* **What is expected**:
Please write out exactly the lines that begin at the line containing "positive clicks: (495, 832)" and run to the end of the records.
━━━ Information given
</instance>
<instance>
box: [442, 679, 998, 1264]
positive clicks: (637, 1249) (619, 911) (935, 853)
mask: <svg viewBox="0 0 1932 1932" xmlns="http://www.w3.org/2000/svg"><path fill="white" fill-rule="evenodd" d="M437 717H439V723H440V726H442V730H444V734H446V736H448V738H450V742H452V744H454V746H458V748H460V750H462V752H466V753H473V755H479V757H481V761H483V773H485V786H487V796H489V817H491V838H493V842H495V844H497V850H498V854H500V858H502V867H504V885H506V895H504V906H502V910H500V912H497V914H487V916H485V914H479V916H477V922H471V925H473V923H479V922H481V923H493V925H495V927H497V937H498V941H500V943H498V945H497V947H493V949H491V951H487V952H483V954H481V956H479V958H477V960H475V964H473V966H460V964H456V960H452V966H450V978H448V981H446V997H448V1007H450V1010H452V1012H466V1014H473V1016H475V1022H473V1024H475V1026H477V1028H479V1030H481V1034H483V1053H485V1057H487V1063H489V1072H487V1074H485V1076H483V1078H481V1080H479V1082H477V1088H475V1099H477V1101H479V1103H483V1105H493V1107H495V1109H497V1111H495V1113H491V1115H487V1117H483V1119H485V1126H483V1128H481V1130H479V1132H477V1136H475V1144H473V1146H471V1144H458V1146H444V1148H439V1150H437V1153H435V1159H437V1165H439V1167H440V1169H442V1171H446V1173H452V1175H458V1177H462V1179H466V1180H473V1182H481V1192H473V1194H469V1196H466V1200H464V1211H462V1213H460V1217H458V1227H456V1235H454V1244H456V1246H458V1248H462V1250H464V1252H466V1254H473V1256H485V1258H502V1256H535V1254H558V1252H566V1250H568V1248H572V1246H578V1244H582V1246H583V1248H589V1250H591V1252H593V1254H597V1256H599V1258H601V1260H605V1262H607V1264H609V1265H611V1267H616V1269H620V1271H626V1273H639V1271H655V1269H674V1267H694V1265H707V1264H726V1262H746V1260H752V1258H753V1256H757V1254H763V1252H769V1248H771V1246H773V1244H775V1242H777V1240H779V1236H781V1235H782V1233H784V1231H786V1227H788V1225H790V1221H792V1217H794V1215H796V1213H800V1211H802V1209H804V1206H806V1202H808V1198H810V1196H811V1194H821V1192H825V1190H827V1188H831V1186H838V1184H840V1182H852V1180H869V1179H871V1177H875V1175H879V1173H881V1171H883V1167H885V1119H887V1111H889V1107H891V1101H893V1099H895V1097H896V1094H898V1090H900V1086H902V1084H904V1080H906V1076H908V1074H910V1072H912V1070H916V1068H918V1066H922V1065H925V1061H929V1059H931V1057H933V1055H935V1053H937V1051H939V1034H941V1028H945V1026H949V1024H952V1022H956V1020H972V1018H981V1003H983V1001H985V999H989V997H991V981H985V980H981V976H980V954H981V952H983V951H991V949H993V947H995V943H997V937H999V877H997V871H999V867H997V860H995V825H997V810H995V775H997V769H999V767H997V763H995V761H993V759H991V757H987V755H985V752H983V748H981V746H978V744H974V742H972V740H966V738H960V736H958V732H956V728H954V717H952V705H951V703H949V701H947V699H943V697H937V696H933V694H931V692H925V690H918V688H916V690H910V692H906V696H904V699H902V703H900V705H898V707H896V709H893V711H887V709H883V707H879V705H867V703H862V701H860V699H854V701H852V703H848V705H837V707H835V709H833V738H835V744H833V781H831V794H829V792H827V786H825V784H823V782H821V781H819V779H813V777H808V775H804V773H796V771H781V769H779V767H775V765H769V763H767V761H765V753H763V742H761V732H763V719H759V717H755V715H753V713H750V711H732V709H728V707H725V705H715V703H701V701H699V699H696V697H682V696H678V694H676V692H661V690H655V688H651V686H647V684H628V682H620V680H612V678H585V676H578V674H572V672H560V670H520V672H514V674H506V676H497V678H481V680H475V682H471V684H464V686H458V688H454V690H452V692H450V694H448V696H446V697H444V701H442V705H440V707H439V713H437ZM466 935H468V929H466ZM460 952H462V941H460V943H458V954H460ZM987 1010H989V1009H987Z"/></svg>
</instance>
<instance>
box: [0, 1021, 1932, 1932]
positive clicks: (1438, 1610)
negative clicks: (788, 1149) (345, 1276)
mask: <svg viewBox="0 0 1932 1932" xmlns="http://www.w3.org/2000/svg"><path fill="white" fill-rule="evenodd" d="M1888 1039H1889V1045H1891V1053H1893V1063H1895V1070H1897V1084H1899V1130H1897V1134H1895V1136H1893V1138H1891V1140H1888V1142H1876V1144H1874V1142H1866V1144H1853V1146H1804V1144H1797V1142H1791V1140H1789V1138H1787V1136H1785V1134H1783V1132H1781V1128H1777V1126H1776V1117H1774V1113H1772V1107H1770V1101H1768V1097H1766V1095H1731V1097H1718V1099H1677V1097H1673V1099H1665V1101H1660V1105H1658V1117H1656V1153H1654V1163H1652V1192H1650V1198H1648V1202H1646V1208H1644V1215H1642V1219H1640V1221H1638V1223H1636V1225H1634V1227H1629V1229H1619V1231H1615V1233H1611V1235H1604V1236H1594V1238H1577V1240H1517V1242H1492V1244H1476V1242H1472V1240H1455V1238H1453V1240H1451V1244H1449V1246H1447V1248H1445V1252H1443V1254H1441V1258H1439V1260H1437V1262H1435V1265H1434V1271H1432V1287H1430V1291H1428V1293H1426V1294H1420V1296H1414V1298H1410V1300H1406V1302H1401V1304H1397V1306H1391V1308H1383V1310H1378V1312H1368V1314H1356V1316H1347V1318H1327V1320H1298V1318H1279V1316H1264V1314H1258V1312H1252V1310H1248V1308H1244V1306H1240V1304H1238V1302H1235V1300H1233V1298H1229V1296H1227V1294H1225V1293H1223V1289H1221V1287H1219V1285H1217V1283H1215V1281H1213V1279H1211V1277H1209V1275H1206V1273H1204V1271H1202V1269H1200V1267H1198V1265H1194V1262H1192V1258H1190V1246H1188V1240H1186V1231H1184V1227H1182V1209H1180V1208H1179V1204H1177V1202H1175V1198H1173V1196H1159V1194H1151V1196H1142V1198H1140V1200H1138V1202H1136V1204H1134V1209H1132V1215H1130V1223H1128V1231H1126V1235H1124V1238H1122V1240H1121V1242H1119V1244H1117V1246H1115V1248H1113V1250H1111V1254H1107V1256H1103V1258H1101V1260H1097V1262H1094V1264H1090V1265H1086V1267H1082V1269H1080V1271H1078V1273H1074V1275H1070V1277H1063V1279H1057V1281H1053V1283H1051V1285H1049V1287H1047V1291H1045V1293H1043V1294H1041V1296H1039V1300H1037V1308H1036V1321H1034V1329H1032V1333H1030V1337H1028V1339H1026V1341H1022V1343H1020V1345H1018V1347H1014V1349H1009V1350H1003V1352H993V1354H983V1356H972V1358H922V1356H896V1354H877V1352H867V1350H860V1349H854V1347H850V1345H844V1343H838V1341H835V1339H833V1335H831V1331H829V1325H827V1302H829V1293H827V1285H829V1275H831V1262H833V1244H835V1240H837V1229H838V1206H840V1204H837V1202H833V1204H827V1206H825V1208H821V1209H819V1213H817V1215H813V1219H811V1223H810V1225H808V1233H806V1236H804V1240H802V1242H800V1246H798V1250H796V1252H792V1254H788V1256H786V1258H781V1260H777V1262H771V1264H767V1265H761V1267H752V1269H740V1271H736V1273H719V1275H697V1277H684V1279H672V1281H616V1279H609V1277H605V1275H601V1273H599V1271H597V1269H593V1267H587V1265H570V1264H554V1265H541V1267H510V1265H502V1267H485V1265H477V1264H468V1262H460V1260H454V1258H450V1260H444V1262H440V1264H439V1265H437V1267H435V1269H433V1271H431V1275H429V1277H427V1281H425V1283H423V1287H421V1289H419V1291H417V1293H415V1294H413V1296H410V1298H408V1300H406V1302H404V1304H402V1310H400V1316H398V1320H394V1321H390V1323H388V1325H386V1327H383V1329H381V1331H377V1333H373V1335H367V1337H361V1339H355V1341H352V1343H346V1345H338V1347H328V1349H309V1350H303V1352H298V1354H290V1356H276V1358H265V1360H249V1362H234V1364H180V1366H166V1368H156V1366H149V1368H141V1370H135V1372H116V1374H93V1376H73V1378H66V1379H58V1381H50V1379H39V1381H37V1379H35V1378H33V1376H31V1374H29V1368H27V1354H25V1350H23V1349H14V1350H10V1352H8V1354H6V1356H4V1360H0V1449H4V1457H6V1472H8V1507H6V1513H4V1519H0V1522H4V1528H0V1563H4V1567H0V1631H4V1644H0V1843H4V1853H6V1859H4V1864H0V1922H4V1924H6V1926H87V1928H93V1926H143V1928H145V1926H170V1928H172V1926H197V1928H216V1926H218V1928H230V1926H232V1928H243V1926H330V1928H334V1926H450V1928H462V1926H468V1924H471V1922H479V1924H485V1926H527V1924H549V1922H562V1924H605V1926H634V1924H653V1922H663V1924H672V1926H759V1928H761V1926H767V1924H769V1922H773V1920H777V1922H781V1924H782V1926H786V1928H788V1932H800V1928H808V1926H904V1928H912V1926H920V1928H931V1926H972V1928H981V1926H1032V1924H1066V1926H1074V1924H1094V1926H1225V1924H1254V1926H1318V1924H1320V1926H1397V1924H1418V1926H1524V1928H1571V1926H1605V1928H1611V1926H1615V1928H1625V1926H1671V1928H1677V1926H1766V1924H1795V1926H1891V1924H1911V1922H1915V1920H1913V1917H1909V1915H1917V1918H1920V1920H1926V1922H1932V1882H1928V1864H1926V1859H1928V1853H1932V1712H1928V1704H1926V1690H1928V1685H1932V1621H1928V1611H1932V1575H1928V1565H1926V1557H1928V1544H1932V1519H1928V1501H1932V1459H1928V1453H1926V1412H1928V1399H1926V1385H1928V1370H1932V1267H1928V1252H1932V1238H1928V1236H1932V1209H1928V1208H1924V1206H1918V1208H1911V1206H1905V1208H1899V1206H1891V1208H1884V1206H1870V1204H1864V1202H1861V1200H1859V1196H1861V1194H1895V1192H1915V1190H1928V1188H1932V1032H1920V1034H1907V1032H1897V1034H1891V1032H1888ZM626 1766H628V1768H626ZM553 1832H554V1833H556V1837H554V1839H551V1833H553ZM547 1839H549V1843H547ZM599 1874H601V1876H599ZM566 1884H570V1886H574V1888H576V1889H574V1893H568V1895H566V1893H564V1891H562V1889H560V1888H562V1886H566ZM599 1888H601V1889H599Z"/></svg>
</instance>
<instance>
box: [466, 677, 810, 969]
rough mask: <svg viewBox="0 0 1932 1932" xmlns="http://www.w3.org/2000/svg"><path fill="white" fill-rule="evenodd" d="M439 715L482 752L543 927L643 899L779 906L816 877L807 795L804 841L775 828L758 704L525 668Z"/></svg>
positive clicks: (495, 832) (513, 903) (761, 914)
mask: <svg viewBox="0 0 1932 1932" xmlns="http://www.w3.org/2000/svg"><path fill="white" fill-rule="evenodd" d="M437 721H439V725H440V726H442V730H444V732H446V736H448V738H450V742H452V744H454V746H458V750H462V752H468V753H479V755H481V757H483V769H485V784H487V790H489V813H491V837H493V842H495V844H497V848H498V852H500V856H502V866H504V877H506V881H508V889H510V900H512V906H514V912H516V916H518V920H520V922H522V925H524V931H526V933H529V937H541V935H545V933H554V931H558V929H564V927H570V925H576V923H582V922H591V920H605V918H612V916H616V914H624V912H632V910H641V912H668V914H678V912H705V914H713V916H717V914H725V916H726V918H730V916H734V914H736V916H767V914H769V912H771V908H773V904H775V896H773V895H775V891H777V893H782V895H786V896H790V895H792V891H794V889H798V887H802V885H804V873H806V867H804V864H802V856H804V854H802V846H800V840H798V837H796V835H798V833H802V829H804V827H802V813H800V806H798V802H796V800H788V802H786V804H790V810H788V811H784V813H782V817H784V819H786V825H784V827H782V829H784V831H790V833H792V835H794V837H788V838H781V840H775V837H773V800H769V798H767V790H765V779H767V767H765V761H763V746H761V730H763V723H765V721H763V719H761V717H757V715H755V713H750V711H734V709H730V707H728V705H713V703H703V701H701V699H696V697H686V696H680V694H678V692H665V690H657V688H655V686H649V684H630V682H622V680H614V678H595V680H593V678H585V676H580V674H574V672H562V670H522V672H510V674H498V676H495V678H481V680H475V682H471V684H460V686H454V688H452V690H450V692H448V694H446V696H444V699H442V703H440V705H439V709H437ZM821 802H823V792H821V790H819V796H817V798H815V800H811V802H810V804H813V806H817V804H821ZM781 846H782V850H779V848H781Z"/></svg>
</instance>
━━━━━━
* **Problem solution**:
positive clicks: (495, 832) (513, 903) (761, 914)
mask: <svg viewBox="0 0 1932 1932" xmlns="http://www.w3.org/2000/svg"><path fill="white" fill-rule="evenodd" d="M437 721H439V725H440V726H442V730H444V732H446V736H448V738H450V742H452V744H454V746H458V750H462V752H468V753H479V755H481V757H483V769H485V784H487V790H489V813H491V837H493V842H495V844H497V848H498V852H500V856H502V866H504V877H506V881H508V889H510V900H512V906H514V912H516V916H518V920H520V922H522V925H524V931H526V933H529V937H541V935H545V933H554V931H558V929H564V927H570V925H576V923H582V922H591V920H605V918H612V916H616V914H624V912H632V910H641V912H668V914H678V912H705V914H713V916H717V914H725V916H726V918H730V916H734V914H736V916H767V914H769V912H771V908H773V904H775V896H773V895H775V891H777V893H782V895H786V896H790V895H792V891H794V889H798V887H802V885H804V873H806V867H804V864H802V856H804V854H802V846H800V840H798V837H796V835H798V833H802V829H804V827H802V813H800V806H798V802H796V800H788V802H786V804H790V810H788V811H784V813H782V817H784V819H786V825H784V827H782V829H784V831H790V833H792V835H794V837H788V838H781V840H775V837H773V800H769V798H767V790H765V779H767V767H765V761H763V746H761V730H763V723H765V721H763V719H761V717H757V715H755V713H750V711H734V709H730V707H728V705H713V703H703V701H701V699H696V697H686V696H680V694H678V692H665V690H657V688H655V686H649V684H630V682H622V680H614V678H595V680H593V678H585V676H580V674H574V672H562V670H522V672H510V674H498V676H495V678H481V680H475V682H471V684H460V686H454V688H452V690H450V692H448V694H446V696H444V699H442V703H440V705H439V709H437ZM821 802H823V792H821V790H819V796H817V798H815V800H811V802H810V804H813V806H817V804H821ZM781 846H782V850H779V848H781Z"/></svg>
</instance>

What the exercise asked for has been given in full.